Given task. Rewrite the entries below with "Rules for this task" swapped for "Instructions for this task" wherever it occurs, keeping everything else the same. Omit the pictures from your version.

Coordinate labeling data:
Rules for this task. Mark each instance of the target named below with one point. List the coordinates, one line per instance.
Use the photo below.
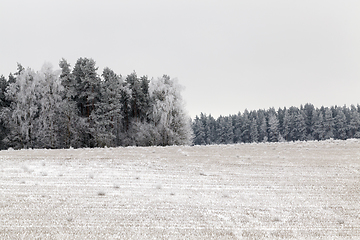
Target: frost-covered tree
(4, 104)
(245, 127)
(199, 131)
(273, 128)
(48, 121)
(340, 124)
(254, 135)
(69, 118)
(225, 131)
(108, 115)
(21, 115)
(318, 130)
(168, 114)
(328, 124)
(354, 123)
(87, 85)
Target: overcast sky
(229, 55)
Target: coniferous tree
(254, 135)
(70, 116)
(48, 91)
(319, 130)
(108, 115)
(245, 127)
(4, 104)
(20, 116)
(87, 96)
(328, 124)
(168, 115)
(273, 128)
(340, 124)
(199, 131)
(354, 123)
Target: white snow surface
(300, 190)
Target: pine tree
(319, 130)
(254, 135)
(273, 128)
(328, 124)
(168, 116)
(87, 96)
(49, 90)
(245, 127)
(108, 115)
(340, 124)
(20, 116)
(69, 118)
(354, 123)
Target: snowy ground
(301, 190)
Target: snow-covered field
(302, 190)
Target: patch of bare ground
(301, 190)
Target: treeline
(75, 107)
(293, 124)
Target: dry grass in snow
(302, 190)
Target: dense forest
(75, 107)
(292, 124)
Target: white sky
(229, 55)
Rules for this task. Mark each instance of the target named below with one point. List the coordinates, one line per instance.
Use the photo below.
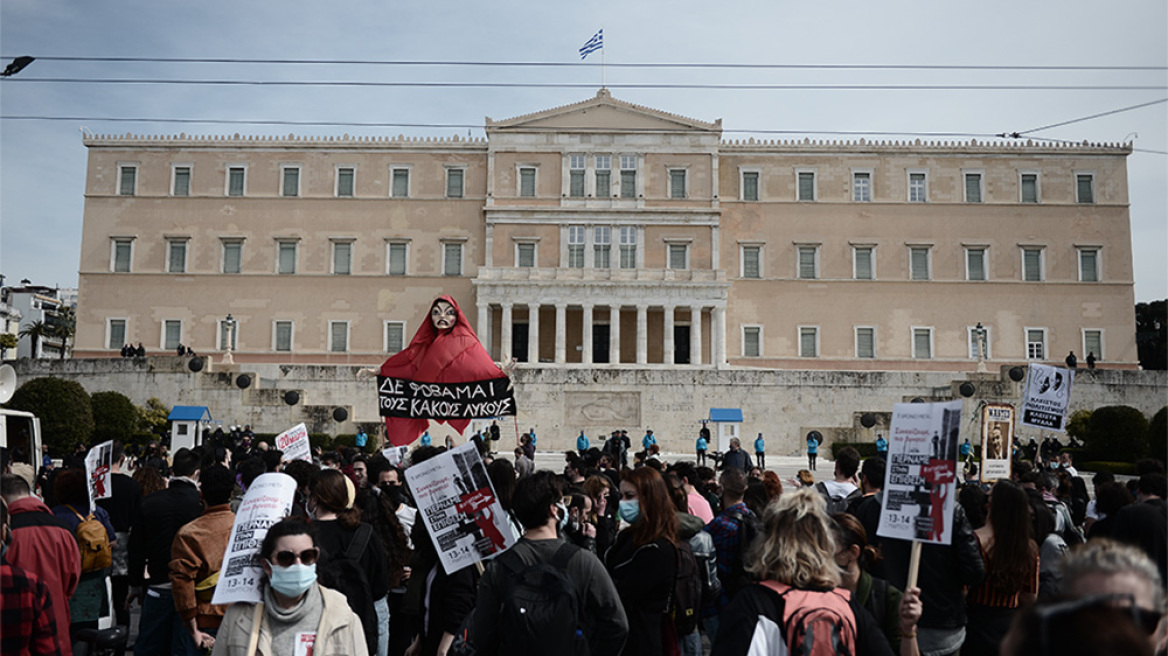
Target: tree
(64, 409)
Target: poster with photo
(459, 507)
(920, 482)
(996, 440)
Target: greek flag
(592, 44)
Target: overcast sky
(42, 164)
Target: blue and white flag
(593, 44)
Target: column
(533, 334)
(561, 333)
(642, 334)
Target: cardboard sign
(459, 508)
(268, 501)
(920, 481)
(1048, 392)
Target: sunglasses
(289, 558)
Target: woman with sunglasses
(296, 609)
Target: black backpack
(345, 574)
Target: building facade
(605, 234)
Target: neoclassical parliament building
(606, 234)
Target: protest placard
(459, 507)
(268, 501)
(996, 440)
(294, 444)
(1048, 392)
(920, 481)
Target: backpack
(345, 574)
(815, 623)
(94, 542)
(540, 609)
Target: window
(396, 257)
(862, 187)
(808, 263)
(338, 336)
(863, 264)
(627, 248)
(395, 336)
(452, 258)
(1084, 188)
(575, 246)
(808, 341)
(176, 256)
(454, 182)
(236, 181)
(116, 329)
(806, 190)
(282, 336)
(180, 181)
(401, 186)
(975, 263)
(290, 181)
(1031, 265)
(127, 180)
(918, 263)
(1036, 343)
(922, 343)
(750, 185)
(122, 257)
(527, 182)
(345, 182)
(602, 246)
(752, 341)
(342, 258)
(866, 341)
(286, 256)
(1089, 265)
(676, 183)
(752, 262)
(973, 188)
(233, 256)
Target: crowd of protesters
(641, 556)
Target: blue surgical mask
(294, 580)
(628, 509)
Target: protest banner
(996, 440)
(459, 507)
(268, 501)
(98, 474)
(1048, 392)
(400, 397)
(294, 444)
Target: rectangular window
(452, 259)
(395, 258)
(286, 258)
(918, 263)
(863, 265)
(602, 246)
(922, 343)
(751, 341)
(808, 341)
(862, 187)
(975, 264)
(233, 256)
(176, 256)
(181, 182)
(751, 262)
(1084, 188)
(345, 179)
(282, 336)
(527, 182)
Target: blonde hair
(798, 543)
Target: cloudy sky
(42, 162)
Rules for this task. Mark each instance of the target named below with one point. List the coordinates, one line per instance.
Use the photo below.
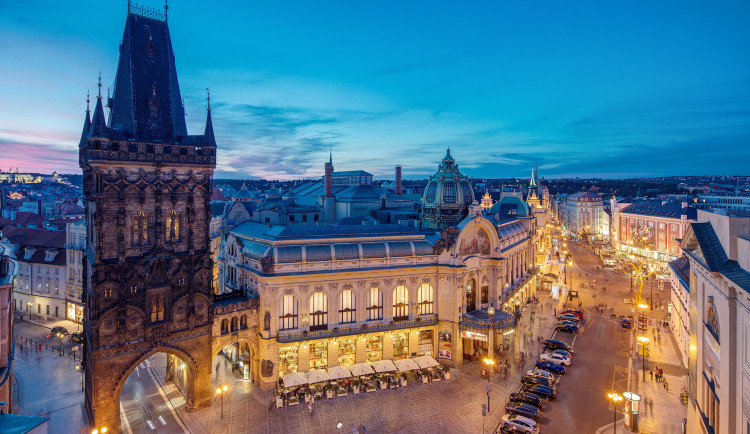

The completed task.
Instructions for this task. Mark each instance of the target named below with one point. List the coordinates, one line per instance.
Use the photo below.
Target: frost-covered tree
(4, 104)
(245, 127)
(199, 131)
(273, 128)
(48, 121)
(340, 124)
(254, 135)
(69, 118)
(225, 131)
(108, 115)
(21, 115)
(318, 130)
(168, 114)
(328, 124)
(354, 123)
(87, 85)
Target: overcast sky
(229, 55)
Target: coniferous tree
(254, 135)
(70, 116)
(48, 91)
(319, 130)
(108, 115)
(245, 127)
(4, 104)
(20, 116)
(87, 96)
(328, 124)
(168, 115)
(273, 128)
(340, 124)
(199, 131)
(354, 123)
Target: white snow surface
(300, 190)
Target: pine tree
(319, 130)
(254, 135)
(273, 128)
(328, 124)
(168, 116)
(87, 96)
(49, 90)
(245, 127)
(108, 115)
(340, 124)
(20, 116)
(69, 118)
(354, 123)
Target: snowy ground
(301, 190)
Target: snow-covered field
(302, 190)
Target: patch of bare ground
(301, 190)
Target: treeline
(75, 107)
(293, 124)
Target: dry grass in snow
(302, 190)
Target: dense forest
(75, 107)
(292, 124)
Target: white sky
(229, 55)
Instructions for this task. Mark each instance of the target named below with one point. List the coordinates, one line per instance.
Use the photo below.
Target: tree
(64, 409)
Target: poster with photo
(459, 507)
(920, 482)
(996, 440)
Target: greek flag
(592, 44)
Target: overcast sky
(42, 164)
Target: blue and white flag
(593, 44)
Target: column
(533, 334)
(561, 333)
(642, 334)
Target: cardboard sign
(459, 508)
(268, 501)
(920, 481)
(1048, 392)
Target: sunglasses
(289, 558)
Target: woman with sunglasses
(296, 609)
Target: black backpack
(345, 574)
Target: building facade
(605, 234)
Target: neoclassical parliament building
(606, 234)
Target: protest placard
(459, 507)
(268, 501)
(996, 440)
(294, 444)
(1048, 392)
(920, 481)
Target: backpack
(345, 574)
(815, 623)
(94, 542)
(540, 609)
Target: window
(396, 257)
(862, 187)
(808, 263)
(338, 336)
(863, 264)
(627, 248)
(395, 336)
(452, 258)
(1084, 188)
(575, 246)
(808, 341)
(176, 256)
(454, 182)
(236, 181)
(116, 329)
(806, 190)
(282, 336)
(180, 181)
(401, 186)
(975, 263)
(290, 181)
(1031, 265)
(127, 180)
(918, 263)
(1036, 343)
(922, 343)
(750, 185)
(122, 257)
(527, 182)
(345, 182)
(602, 246)
(752, 341)
(342, 258)
(866, 341)
(286, 256)
(1089, 265)
(676, 183)
(752, 262)
(973, 188)
(233, 256)
Target: crowd of protesters
(641, 556)
Target: blue surgical mask
(294, 580)
(628, 509)
Target: protest banner
(996, 440)
(459, 507)
(268, 501)
(98, 474)
(1048, 392)
(400, 397)
(294, 444)
Target: rectangular window
(452, 259)
(395, 258)
(286, 258)
(918, 263)
(863, 265)
(602, 246)
(922, 343)
(751, 341)
(808, 341)
(862, 187)
(975, 264)
(233, 256)
(176, 256)
(181, 182)
(751, 262)
(1084, 188)
(345, 179)
(282, 336)
(527, 182)
Target: blonde hair
(798, 543)
Target: cloudy sky
(42, 162)
Instructions for this task. Mark each instance of the target named below with one point. List the coordinates, one line per instance.
Use the photo below.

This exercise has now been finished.